[Selected text]
HEALTHTECH: What changes are the pandemic and other factors driving in remote work?
KASPIAN: I think when people left the office to work from home or in a hybrid work format, it was a wake-up call. A lot of organizations realized they needed to look at how they were securing their remote users.
Zero trust is the idea that you want to eliminate as much implicit trust as possible. Some of the legacy ways we were using to connect remote users weren’t the best or most secure ways of doing that.
As many folks moved into a work-from-home format, zero-trust network access — where organizations essentially are trying to eliminate that implicit trust, even though someone is coming in with credentials or they’ve authenticated — has become important. The pandemic has magnified that focus and also increased the sense of urgency for organizations to move to more of a zero-trust type of architecture.
EXPLORE: How hospitals can establish a zero trust security model.
HEALTHTECH: Why has this approach become such an important factor in cybersecurity?
KASPIAN: Remote work was part of it, but we’ve also seen much more sophisticated attacks. Ransomware has become very big over the past couple of months. Attackers are much more sophisticated, and we see that urgency reflected in things such as the executive order back in May, where the federal government and its vendors were instructed to take a zero-trust approach.
Unfortunately, in the security industry, every time there’s a new type of security risk or attack, we tend to go find a new tool or technology to try to deal with that. That’s put us in a situation where we have this disparate set of technologies and tools that may or may not integrate.
Zero trust can also be looked at as a strategic approach that takes a more of a holistic view of security in general. It tries to eliminate much of the complexity that we’ve built up over the years. This is the right time for healthcare organizations to consider a zero-trust architecture. They don’t have to do it all at once. They can start in steps and increase their security protections over time, but this is an opportunity to rebuild security as we start changing the way that we build our infrastructures and migrate to the cloud, etc.

[Dataset records]
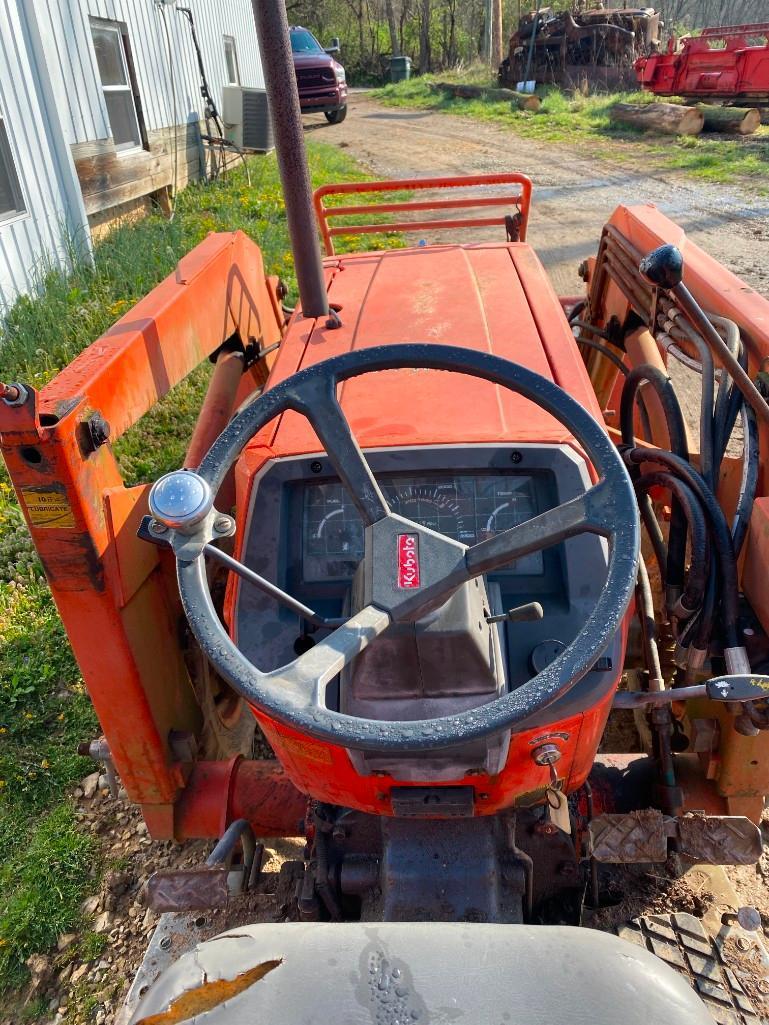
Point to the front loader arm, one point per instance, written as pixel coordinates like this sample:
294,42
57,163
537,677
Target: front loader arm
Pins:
115,592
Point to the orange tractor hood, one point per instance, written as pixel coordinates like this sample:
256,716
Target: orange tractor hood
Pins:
494,297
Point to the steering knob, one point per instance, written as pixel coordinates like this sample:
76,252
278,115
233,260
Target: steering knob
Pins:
663,267
180,499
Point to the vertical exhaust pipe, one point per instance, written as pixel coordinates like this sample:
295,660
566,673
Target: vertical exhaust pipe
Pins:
272,29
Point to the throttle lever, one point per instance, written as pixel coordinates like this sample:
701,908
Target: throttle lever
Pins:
521,614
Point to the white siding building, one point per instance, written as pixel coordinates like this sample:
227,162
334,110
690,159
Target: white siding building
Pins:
100,112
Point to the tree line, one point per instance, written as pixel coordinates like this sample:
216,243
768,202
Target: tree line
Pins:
440,34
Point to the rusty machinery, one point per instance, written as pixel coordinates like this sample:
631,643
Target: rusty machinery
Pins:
593,47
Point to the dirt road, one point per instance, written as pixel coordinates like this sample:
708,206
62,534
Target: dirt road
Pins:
574,193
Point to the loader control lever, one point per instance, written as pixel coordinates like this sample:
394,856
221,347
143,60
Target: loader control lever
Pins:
408,570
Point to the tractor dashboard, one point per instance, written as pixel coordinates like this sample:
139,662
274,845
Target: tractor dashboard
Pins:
305,535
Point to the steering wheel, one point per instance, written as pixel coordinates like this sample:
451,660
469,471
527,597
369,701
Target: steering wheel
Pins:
294,694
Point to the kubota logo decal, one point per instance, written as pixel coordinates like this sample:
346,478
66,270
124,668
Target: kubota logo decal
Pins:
408,561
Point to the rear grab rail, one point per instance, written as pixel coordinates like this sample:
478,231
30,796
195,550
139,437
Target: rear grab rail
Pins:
521,201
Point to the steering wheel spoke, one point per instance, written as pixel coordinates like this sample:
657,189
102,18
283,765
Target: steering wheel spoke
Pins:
314,669
585,514
317,401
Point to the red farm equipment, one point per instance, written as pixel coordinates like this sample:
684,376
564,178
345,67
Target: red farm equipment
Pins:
410,541
730,65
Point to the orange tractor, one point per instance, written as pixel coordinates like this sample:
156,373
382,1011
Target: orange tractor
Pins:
406,542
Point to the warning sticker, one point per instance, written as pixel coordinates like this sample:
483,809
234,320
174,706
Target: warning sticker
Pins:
48,507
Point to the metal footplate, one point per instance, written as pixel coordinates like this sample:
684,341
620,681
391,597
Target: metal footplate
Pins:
643,836
730,973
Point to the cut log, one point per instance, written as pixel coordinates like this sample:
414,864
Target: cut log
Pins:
733,120
671,119
526,101
519,100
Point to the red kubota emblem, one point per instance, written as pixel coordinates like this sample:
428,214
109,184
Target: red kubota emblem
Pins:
408,561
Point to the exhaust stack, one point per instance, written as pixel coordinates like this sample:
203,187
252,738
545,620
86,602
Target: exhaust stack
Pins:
275,44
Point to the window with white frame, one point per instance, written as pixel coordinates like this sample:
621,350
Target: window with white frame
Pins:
231,59
11,200
111,44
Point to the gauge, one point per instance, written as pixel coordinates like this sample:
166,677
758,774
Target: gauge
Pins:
468,507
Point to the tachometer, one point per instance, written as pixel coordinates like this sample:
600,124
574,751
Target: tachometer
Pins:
468,507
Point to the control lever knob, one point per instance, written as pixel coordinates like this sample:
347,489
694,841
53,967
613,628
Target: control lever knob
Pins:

[Exercise requirements]
a - Tell whether each statement agrees with the interview on zero trust. Answer yes or no, and quote the words of the interview that decide it.
(i) The executive order that called for a zero-trust approach came in May.
(ii) Healthcare organizations need to adopt a zero-trust architecture all at once.
(iii) Ransomware has become very big over the past couple of years.
b - Repeat the interview on zero trust starting with "KASPIAN: Remote work" and going on through "may not integrate.".
c - Carry the interview on zero trust forward from its last sentence.

[Responses for each task]
a -
(i) Yes: "the executive order back in May, where the federal government and its vendors were instructed to take a zero-trust approach."
(ii) No: "They don’t have to do it all at once."
(iii) No: "Ransomware has become very big over the past couple of months."

b -
KASPIAN: Remote work was part of it, but we’ve also seen much more sophisticated attacks. Ransomware has become very big over the past couple of months. Attackers are much more sophisticated, and we see that urgency reflected in things such as the executive order back in May, where the federal government and its vendors were instructed to take a zero-trust approach.
Unfortunately, in the security industry, every time there’s a new type of security risk or attack, we tend to go find a new tool or technology to try to deal with that. That’s put us in a situation where we have this disparate set of technologies and tools that may or may not integrate.

c -
HEALTHTECH: How has digital transformation affected the need for zero trust?
KASPIAN: If you look back over the past several years, organizations have changed a lot of things. We’ve been experiencing network transformations such as SD-WAN; data center transformation, with a lot of applications moving from on-premises to the cloud; and finally SecOps transformation in the sense that many security operations centers are working on modernizing their approaches and automating tasks within security.
As these transformations occur, they not only have forced healthcare organizations to look at the way they’re approaching security, but they’ve also presented this wonderful opportunity to rebuild some of these pieces that previously were not as scalable and were more difficult to manage.
The way I see digital transformation fitting into zero trust is by creating an opportunity for healthcare organizations to retool their approaches to security as they’re rebuilding these various facets across their networks, data centers and security operations.